#### Prompt
Find the line containing "sign, shaped like this sample". Retype it and every line after it through the end of the entries, exactly as written, with nothing added.
── Data supplied ──
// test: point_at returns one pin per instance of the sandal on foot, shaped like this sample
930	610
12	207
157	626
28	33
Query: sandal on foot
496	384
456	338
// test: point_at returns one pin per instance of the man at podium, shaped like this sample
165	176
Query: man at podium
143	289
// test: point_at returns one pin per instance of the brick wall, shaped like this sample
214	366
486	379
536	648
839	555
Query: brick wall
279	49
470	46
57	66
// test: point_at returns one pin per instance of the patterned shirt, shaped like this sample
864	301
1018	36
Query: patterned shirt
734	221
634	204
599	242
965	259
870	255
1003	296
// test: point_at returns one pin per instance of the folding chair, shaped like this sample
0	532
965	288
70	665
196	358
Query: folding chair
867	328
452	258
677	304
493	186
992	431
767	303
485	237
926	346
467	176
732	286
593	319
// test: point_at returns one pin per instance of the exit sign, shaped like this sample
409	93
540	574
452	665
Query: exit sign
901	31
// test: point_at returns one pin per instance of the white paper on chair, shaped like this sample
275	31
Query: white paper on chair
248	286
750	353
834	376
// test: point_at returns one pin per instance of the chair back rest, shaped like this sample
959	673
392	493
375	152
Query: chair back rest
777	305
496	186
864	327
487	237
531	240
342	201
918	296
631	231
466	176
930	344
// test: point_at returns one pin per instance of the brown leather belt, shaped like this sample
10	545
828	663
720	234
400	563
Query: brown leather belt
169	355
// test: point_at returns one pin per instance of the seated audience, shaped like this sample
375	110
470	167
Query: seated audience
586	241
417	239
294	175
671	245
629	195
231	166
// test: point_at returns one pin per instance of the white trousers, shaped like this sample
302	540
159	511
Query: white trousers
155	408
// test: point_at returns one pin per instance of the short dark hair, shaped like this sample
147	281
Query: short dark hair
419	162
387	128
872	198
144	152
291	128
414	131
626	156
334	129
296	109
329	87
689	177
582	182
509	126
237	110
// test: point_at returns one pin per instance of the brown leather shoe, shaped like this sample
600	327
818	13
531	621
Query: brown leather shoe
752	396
───
#### Result of this exercise
// test: point_at returns one pin per instance of the exit sign, shaped like this sample
409	93
540	574
452	665
Query: exit sign
901	31
// test: point_at returns one pin per instance of the white paper on chair, shaped like this sample
275	31
Query: white paper on chair
248	286
750	353
834	376
// test: point_at returns one pin per instance of the chair back rest, shaped like this sample
959	673
392	493
375	152
Query: chair back rest
777	305
496	186
864	327
487	237
531	240
342	201
918	296
631	231
466	176
930	344
// test: point_at returns one pin per instance of the brown leather belt, shaped like this sample
10	545
828	663
720	234
400	563
Query: brown leather belt
169	355
// test: point_at returns one pin per instance of the seated audience, shaped like this sample
375	110
470	167
Query: seated audience
586	241
417	239
294	175
671	245
629	195
231	166
// test: point_at returns one pin per instance of the white trousers, shaped like this sample
302	540
159	511
Query: white trousers
155	408
// test: point_at returns one pin per instance of the short dark hair, shaped like this sample
147	281
Query: short dark hair
419	162
387	128
872	198
144	152
291	128
414	131
626	156
334	129
296	109
329	87
689	177
582	182
509	126
237	110
// test: point_at returns one pin per instance of the brown leather shoe, shaped like this sample
600	327
818	13
531	621
Query: brown leather shoe
752	396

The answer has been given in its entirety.